- Exercise prompt -
A faithful transcription of all the data is required.

- Extracted data -
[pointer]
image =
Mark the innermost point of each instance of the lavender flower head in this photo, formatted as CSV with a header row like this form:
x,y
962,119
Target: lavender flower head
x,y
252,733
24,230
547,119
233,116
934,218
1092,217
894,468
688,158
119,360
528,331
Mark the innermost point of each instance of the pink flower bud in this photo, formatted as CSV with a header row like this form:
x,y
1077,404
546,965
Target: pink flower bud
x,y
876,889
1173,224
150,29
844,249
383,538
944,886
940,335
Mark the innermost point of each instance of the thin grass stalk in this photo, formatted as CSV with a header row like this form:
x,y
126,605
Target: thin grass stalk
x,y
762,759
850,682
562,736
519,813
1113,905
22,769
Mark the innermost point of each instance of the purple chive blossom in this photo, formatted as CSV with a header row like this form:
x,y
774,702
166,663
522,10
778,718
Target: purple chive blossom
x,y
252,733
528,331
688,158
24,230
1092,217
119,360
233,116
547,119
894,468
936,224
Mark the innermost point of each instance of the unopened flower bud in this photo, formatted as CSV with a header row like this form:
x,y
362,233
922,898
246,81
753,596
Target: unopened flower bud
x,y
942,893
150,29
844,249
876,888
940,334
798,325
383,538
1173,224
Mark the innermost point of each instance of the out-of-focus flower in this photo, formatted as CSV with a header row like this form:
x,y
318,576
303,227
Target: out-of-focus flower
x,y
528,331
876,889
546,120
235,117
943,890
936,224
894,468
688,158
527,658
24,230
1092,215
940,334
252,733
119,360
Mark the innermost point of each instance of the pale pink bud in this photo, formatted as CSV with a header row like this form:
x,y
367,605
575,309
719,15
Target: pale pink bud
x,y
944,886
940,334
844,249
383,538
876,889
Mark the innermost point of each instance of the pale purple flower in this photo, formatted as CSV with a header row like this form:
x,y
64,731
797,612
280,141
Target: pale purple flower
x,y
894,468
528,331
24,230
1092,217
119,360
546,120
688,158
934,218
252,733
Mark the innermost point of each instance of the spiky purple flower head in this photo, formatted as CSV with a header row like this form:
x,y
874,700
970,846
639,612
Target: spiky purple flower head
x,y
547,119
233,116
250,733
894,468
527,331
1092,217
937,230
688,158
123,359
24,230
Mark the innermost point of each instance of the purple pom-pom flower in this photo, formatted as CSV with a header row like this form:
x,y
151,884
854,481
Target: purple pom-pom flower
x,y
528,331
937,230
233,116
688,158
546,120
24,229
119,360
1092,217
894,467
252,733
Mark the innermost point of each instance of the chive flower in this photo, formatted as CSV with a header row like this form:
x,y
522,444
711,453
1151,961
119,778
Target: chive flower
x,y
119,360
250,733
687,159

- Complete output -
[pointer]
image =
Mark the innermost point of each instance of the lavender flower head in this photo, formatted as CSV with a header row like this form:
x,y
962,119
Target: lavender flower head
x,y
252,733
24,230
547,119
233,116
934,218
1092,217
894,468
688,158
119,360
528,331
Mark the innermost point of each instance of the pink flower bud in this photo, formatted as CSV with a header row like this form:
x,y
1077,404
546,965
Target: pink flower bud
x,y
876,889
1173,224
150,29
844,249
383,538
944,886
940,335
Mark the innermost point of each instance of the thin grass stalk in this photo, formatted as CSV with a header row like this form:
x,y
126,605
Target: thin grass stalk
x,y
762,759
850,682
562,736
519,813
1113,905
22,769
Mark the innermost point of each instance of the purple chive blossom in this photo, formatted as CSV with a header row like this form:
x,y
774,702
166,663
522,10
778,718
Target: purple chive blossom
x,y
252,733
528,331
688,158
24,230
1092,217
119,360
233,116
547,119
894,468
936,224
Mark the innermost point of each instance of the unopened flower bud in this photo, formatted as CSV with a header row like this form:
x,y
362,233
922,898
246,81
753,596
Target: unopened flower bud
x,y
942,893
150,29
844,249
876,888
940,334
798,325
383,538
1173,224
Mark the innermost point of each instance of the out-of-focus flower in this photo, formatted as CSV with a header row like this form:
x,y
318,576
303,227
Target: out-of-focus flower
x,y
528,331
876,889
546,120
235,117
943,890
936,224
894,468
688,158
527,658
24,230
1092,215
940,334
252,733
119,360
Mark the innermost point of each instance of the pale pink bud in this photo, formatted as CSV with a header row like this form:
x,y
367,605
575,309
719,15
Target: pale pink bud
x,y
944,886
940,334
844,249
383,538
876,889
Mark the innermost point of each instance of the pale purple flower in this photo, formatted as CSV with a header row like this form:
x,y
64,731
797,612
280,141
Target: pale purple flower
x,y
894,468
528,331
24,230
1092,217
119,360
546,120
688,158
934,218
252,733
Mark the innermost point of each instance of the spiky purple flower head in this photo, formatted as CSV with a header row like this form:
x,y
874,700
970,846
639,612
Target: spiky purple flower head
x,y
547,119
233,116
250,733
894,468
527,331
1092,217
937,230
688,158
123,359
24,230
Mark the innermost point of each instance of the purple pom-pom flower in this photo, formatted as CSV with a header row like this form:
x,y
151,884
854,481
Target: purple pom-pom flower
x,y
528,331
937,230
233,116
688,158
546,120
24,229
119,360
1092,217
894,467
252,733
Mark the innermost point of each instance of the chive flower in this photo, formatted as CSV with a header row like this form:
x,y
522,444
711,453
1151,961
119,778
Target: chive flower
x,y
119,360
250,733
687,159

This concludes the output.